> [Direction]: Reproduce the listing below verbatim, leaving out the picture.

================================

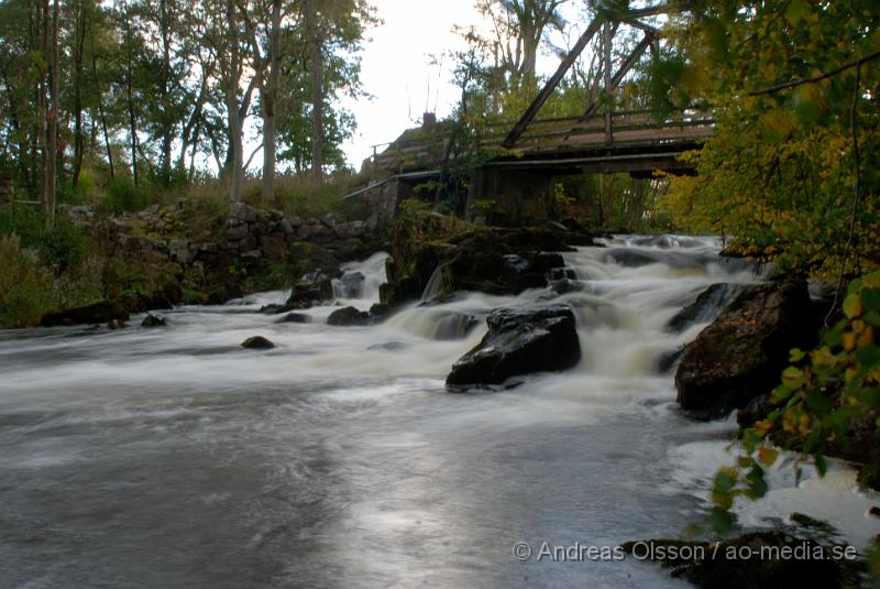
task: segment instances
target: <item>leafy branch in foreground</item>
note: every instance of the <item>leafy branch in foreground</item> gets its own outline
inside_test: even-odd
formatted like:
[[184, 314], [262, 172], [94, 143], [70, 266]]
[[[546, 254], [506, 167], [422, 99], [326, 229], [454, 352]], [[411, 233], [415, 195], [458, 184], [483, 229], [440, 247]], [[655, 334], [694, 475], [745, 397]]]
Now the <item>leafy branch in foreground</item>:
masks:
[[880, 456], [873, 450], [880, 439], [880, 272], [850, 282], [843, 312], [816, 349], [791, 350], [791, 364], [767, 401], [768, 413], [743, 429], [736, 465], [715, 475], [711, 520], [716, 532], [733, 525], [730, 509], [738, 497], [767, 493], [765, 469], [781, 450], [798, 452], [799, 479], [810, 457], [820, 476], [827, 456], [867, 459], [859, 482], [880, 488]]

================================

> [Reply to the exercise]:
task: segment instances
target: <item>leafy branch in foreground</item>
note: every instance of the <item>leafy branch in foreground</item> gets its own outline
inside_test: even-odd
formatted like:
[[184, 314], [262, 172], [94, 143], [70, 266]]
[[[546, 254], [506, 167], [422, 99], [326, 229], [454, 352]], [[411, 233], [415, 195], [458, 184], [483, 229], [440, 247]], [[655, 334], [694, 475], [745, 397]]]
Now the <item>leafy branch in foreground</item>:
masks:
[[880, 456], [873, 450], [880, 439], [880, 272], [850, 282], [843, 312], [816, 349], [791, 350], [791, 364], [767, 401], [768, 413], [743, 429], [736, 465], [715, 475], [711, 520], [716, 532], [733, 525], [730, 509], [738, 497], [767, 493], [765, 469], [781, 450], [798, 452], [799, 479], [810, 457], [820, 476], [827, 456], [867, 459], [859, 482], [880, 488]]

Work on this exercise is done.